++++ TEXT EXTRACT ++++

TRANSITIONS

Georges “Georgie” Launet, now head pizzaolo for Pizzeria Santa Lucia, prepares a catering tray for a 2012 benefit.

Georges “Georgie” Launet, now head pizzaolo for Pizzeria Santa Lucia, prepares a catering tray for a 2012 benefit.

Thursday, June 19, 2014

We reported last week that Donnie Ferneau Jr. will move his Good Food by Ferneau catering/take-out business, focusing on gluten- and sugar-free meals, to the former Argenta Market space, 521 Main St., North Little Rock, leaving still open by the deadline for this column the questions of an opening date and the status of his planned new Southern-cuisine restaurant, The Still, in the Capitol Lofts project, which is what the developers are calling the eventually rebuilt Hall-Davidson Building, 200 block of West Capitol Avenue in downtown Little Rock. We'll reprise what he told our Business section guru Jack Weatherly shortly thereafter: Ferneau said he hopes to have Good Food open by mid-July. And plans are still on track, if perhaps not the timeline, on The Still -- Capitol Lofts partner David Robinson told Weatherly that, because of construction delays, opening day may be as far away as spring 2015. We'll keep you posted.

We also have a slightly more precise target of early August for the opening of Pizzeria Santa Lucia, which, like Baja Grill up the street, is a popular food truck moving into brick-and-mortar quarters, in this case, at Terry's Finer Foods, 5018 Kavanaugh Blvd. in Little Rock's Pulaski Heights. The key, says Georges "Georgie" Launet, head pizzaolo (that's a "gourmet" term for a man who makes pizzas in a pizzeria), is the delivery date of the huge, authentic, brick-floor, wood-burning, 1,000-degree pizza oven, currently on the high seas en route from Naples, Italy. Once it reaches a South Texas port, it'll spend two weeks in customs, after which it gets shipped to the Colorado company from which the pizzeria bought it. They'll then ship it here for installation. It'll take a few weeks after that to get it seasoned and into proper pizza-making condition, Launet says. But once it's up and running it'll turn out pizzas in less than five minutes.

Launet notes, by the way, that the true Neapolitan-style pizza itself may take some getting used to by Arkansans used to crisper crusts -- by design and tradition, it'll have a soft bottom and might better be eaten with knife and fork (though New Yorkers consuming similar "New York-style" pies have solved that problem by folding the slice). Launet says the pizzeria, which is taking over the space that Terry's Finer Foods the Restaurant occupied before it moved to the other side of the grocery store, will stay open late, primarily to provide food for customers of the bar (Launet promises a wide variety of domestic and imported beers); the late-night menu might include, in addition to pizza, a charcuterie plate and pies from the pie shop now open inside Terry's. We'll keep you posted.

++++

> _EXERCISE REQUIREMENTS_
**A.** Revise the column starting at "Launet notes, by" and ending at "Terry's. We'll keep you posted.", replacing "charcuterie plate" with "cheese plate".
**B.** According to the column, from what city is the pizza oven for Pizzeria Santa Lucia being shipped?
The lines are not needed for any of this work.

++++ ENTRIES ++++

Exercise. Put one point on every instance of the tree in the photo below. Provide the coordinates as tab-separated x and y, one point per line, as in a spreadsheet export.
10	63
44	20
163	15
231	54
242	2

++++

> _ANSWERS FOR THIS EXERCISE_
**A.**
Launet notes, by the way, that the true Neapolitan-style pizza itself may take some getting used to by Arkansans used to crisper crusts -- by design and tradition, it'll have a soft bottom and might better be eaten with knife and fork (though New Yorkers consuming similar "New York-style" pies have solved that problem by folding the slice). Launet says the pizzeria, which is taking over the space that Terry's Finer Foods the Restaurant occupied before it moved to the other side of the grocery store, will stay open late, primarily to provide food for customers of the bar (Launet promises a wide variety of domestic and imported beers); the late-night menu might include, in addition to pizza, a cheese plate and pies from the pie shop now open inside Terry's. We'll keep you posted.

**B.** Naples, Italy.